*Exercise goal:* Copy exactly the last part of the entries, starting from the line with "positive clicks: (419, 311)" and including the final line.

[Opening Task data section]

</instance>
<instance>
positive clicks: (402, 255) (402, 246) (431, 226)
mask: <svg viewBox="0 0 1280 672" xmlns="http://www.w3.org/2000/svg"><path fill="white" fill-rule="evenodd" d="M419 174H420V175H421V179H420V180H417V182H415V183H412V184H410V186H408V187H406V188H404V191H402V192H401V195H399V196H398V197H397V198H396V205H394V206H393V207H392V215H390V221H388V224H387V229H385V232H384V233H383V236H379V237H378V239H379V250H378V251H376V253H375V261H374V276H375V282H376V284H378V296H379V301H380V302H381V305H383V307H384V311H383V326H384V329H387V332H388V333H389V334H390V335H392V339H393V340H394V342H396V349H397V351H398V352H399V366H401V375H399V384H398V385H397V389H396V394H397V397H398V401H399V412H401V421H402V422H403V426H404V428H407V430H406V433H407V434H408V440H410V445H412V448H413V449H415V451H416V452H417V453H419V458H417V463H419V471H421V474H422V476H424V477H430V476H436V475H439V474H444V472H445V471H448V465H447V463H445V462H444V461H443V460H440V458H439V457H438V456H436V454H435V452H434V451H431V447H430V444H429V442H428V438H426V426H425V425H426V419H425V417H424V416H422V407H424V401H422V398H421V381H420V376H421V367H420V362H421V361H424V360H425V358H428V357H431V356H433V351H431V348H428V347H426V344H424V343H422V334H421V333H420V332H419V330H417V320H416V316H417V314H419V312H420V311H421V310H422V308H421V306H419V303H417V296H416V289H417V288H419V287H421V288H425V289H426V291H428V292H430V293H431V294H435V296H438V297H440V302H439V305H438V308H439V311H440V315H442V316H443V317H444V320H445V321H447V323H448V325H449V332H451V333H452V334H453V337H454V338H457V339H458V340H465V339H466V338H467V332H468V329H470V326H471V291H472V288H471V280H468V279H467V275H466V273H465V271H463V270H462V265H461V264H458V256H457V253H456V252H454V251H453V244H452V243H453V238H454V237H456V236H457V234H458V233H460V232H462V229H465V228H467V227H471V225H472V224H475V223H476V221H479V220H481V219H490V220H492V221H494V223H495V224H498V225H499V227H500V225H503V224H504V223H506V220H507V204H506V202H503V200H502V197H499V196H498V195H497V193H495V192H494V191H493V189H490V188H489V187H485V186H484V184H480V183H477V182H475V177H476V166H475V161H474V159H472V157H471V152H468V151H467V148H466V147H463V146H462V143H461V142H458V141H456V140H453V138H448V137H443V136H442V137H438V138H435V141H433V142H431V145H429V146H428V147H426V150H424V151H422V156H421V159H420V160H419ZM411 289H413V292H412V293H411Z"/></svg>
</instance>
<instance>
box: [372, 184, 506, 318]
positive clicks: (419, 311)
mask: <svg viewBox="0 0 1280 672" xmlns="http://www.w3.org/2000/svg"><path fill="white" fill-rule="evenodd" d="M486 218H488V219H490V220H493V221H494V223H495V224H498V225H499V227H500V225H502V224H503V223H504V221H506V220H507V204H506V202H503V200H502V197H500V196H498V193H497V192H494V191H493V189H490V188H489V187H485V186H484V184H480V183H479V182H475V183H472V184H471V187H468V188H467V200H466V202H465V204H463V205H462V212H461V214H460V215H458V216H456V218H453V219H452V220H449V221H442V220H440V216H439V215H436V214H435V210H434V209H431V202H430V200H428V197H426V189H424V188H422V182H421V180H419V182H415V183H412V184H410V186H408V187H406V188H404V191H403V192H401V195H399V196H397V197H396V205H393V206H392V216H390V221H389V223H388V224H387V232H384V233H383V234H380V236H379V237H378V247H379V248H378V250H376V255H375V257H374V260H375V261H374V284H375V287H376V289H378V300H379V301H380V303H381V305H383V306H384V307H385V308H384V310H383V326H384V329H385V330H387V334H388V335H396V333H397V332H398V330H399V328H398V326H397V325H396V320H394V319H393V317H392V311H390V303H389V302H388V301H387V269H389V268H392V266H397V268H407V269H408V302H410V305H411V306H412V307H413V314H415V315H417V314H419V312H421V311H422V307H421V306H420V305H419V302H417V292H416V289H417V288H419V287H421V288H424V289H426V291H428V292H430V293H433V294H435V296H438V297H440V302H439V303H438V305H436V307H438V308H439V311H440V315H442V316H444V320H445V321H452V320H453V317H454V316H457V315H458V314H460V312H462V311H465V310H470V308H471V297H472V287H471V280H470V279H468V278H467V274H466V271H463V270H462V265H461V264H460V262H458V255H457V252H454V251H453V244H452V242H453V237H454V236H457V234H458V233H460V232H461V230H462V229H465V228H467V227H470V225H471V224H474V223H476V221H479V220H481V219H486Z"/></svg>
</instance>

[Closing Task data section]

*Task result:*
positive clicks: (419, 311)
mask: <svg viewBox="0 0 1280 672" xmlns="http://www.w3.org/2000/svg"><path fill="white" fill-rule="evenodd" d="M486 218H488V219H490V220H493V221H494V223H495V224H498V225H499V227H500V225H502V224H503V223H504V221H506V220H507V204H506V202H503V200H502V197H500V196H498V193H497V192H494V191H493V189H490V188H489V187H485V186H484V184H480V183H479V182H475V183H472V184H471V187H468V188H467V200H466V202H465V204H463V205H462V212H461V214H460V215H458V216H456V218H453V219H452V220H449V221H442V220H440V216H439V215H436V214H435V210H434V209H431V202H430V200H428V197H426V189H424V188H422V182H421V180H419V182H415V183H412V184H410V186H408V187H406V188H404V191H403V192H401V195H399V196H397V197H396V205H393V206H392V216H390V221H389V223H388V224H387V232H384V233H383V234H380V236H379V237H378V247H379V248H378V250H376V255H375V257H374V260H375V261H374V284H375V287H376V289H378V300H379V301H380V303H381V305H383V306H384V307H385V308H384V310H383V326H384V329H385V330H387V334H388V335H396V333H397V332H398V330H399V328H398V326H397V325H396V320H394V319H393V317H392V311H390V303H389V302H388V301H387V269H389V268H392V266H397V268H407V269H408V302H410V305H411V306H412V307H413V314H415V315H417V314H419V312H421V311H422V307H421V306H420V305H419V302H417V292H416V289H417V288H419V287H421V288H424V289H426V291H428V292H430V293H433V294H435V296H438V297H440V302H439V303H438V305H436V307H438V308H439V311H440V315H442V316H444V320H445V321H452V320H453V317H454V316H457V315H458V314H460V312H462V311H465V310H470V308H471V297H472V287H471V280H470V279H468V278H467V274H466V271H463V270H462V265H461V264H460V262H458V255H457V252H454V251H453V244H452V242H453V237H454V236H457V234H458V233H460V232H461V230H462V229H465V228H467V227H470V225H471V224H474V223H476V221H479V220H481V219H486Z"/></svg>
</instance>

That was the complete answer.